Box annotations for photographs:

-- BEGIN --

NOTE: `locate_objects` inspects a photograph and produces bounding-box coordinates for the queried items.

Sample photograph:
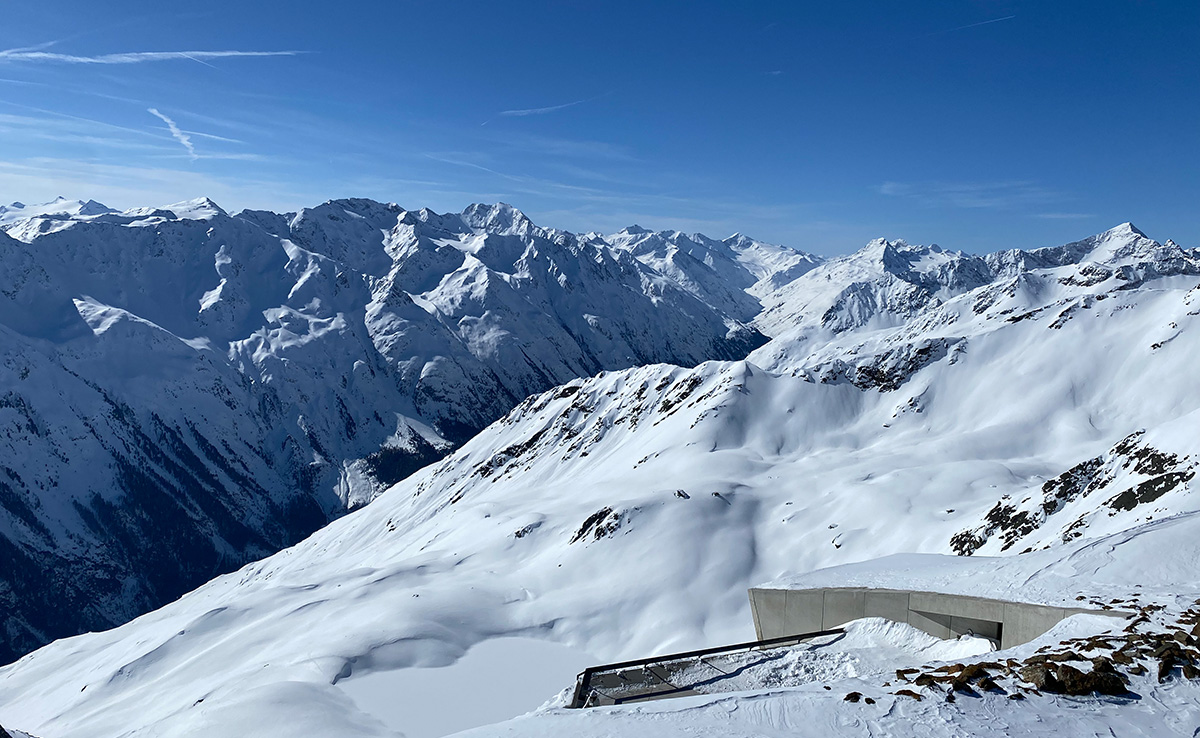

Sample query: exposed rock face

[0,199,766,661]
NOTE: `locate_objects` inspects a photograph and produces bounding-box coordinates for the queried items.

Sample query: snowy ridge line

-- END --

Written exercise> Return the listing above line for line and unaltered, but leave out the pictures.

Answer>
NOTE: `locate_objects` inspects a photograph and produces bounding-box coordinates for the queried items.

Sample photograph:

Sample query: exposed rock face

[0,199,766,661]
NOTE: `locate_objects` inspects a photograph and produces bounding-box coordinates for the queried items.

Sample query: snowy ridge line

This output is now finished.